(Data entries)

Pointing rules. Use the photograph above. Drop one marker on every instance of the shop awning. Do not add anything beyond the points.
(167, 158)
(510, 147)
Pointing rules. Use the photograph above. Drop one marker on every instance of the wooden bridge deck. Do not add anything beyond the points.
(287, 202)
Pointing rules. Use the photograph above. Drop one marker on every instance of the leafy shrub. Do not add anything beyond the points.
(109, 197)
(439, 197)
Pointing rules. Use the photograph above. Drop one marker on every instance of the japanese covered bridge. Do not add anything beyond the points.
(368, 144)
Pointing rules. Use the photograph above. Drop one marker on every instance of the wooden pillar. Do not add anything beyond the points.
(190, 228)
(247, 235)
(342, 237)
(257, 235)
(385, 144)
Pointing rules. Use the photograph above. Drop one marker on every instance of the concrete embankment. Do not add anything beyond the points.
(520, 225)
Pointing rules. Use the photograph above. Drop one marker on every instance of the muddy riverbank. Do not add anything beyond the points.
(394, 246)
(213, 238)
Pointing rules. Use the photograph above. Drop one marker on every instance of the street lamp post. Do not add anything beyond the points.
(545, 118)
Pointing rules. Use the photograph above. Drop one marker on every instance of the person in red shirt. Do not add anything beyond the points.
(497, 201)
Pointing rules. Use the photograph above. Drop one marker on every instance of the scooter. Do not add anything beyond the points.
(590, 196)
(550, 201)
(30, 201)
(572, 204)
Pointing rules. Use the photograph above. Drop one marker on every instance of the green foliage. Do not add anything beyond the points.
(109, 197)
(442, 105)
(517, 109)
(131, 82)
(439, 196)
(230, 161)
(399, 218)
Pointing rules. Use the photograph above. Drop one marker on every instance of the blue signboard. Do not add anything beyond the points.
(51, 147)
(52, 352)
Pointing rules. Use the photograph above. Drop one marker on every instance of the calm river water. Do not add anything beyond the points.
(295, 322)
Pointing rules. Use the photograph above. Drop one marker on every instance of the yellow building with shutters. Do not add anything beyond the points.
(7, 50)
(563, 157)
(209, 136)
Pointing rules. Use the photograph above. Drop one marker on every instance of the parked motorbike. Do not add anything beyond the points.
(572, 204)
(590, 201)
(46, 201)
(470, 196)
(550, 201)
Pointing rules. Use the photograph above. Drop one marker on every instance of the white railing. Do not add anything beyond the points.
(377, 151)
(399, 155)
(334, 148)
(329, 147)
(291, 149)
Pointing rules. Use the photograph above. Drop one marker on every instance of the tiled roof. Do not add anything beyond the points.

### REQUEST
The entries above should be repeated exactly, every one of them.

### ANSWER TO THE EXERCISE
Pointing rules. Use the photograph above. Drop one marker on every instance of the shop awning. Do not add anything beyond the points.
(167, 158)
(510, 147)
Pointing rules. Use the photograph above. Drop one marker on every instance of the wooden bridge deck. Do not add anything beyond the points.
(287, 202)
Pointing rules. Use the photograph above. Drop one marker on every instance of the leafy shrub. Do not add anything beyond the points.
(109, 197)
(439, 197)
Pointing rules. Use the photograph above. Drop one marker on every instance of the japanese covered bridge. Do not add anything beyond the points.
(368, 144)
Pointing rules. Use the photograph above. Drop one marker on every instance of the wooden pillar. Do not add anything beyond the points.
(190, 228)
(247, 235)
(342, 237)
(257, 235)
(385, 144)
Pointing rules. Use the photograph above. Drop one marker on every instance of the concrete embankment. Do not add anything beyond the points.
(520, 225)
Pointing rules. Use the photograph above. Drop one marker on every instance of the muddy riverbank. Do not add anything beyond the points.
(394, 246)
(213, 238)
Pointing rules. Use the photograph above. Drop one marker on every instance of the street lamp post. Do not add anything beyond the points.
(545, 118)
Pointing rules. Use the photograph above. Drop one marker on every instance of the person in red shirt. Do not add anything beyond the points.
(497, 201)
Pointing rules. Use the photograph above. Drop one marker on every instance of the scooter. Do not add anything beyond the points.
(590, 196)
(550, 201)
(30, 201)
(572, 204)
Pointing rules. Use the photograph above. Drop one marker on every instance of the green foliage. Do not add anything beyond the points.
(109, 197)
(442, 105)
(517, 109)
(131, 82)
(439, 196)
(230, 161)
(399, 218)
Pointing rules. Use the photograph above. Drop one marker on every instance of the blue signboard. Do not add anything beyond the points.
(51, 147)
(52, 352)
Pointing rules. Use the photograph above. Drop one marker on every instance of the calm river water. Do not add anything beyond the points.
(295, 322)
Pointing rules. Use the photograph above. Drop one marker on every instance of the yellow building with shutters. Do not add anything beyond the points.
(7, 50)
(563, 157)
(209, 136)
Pointing rules. Use the photograph above. Drop one marker on every instance of the parked motorbike. Do not add anything beyond the points.
(572, 204)
(590, 201)
(46, 201)
(470, 196)
(550, 201)
Pointing rules. Use the photograph above. Drop one marker on every instance of the white railing. Do not add anything beyond the points.
(377, 151)
(399, 155)
(334, 148)
(329, 147)
(291, 149)
Pointing rules. Use the photograph above. Drop one marker on every instance of the tiled roof. Do not add anything beyond the points.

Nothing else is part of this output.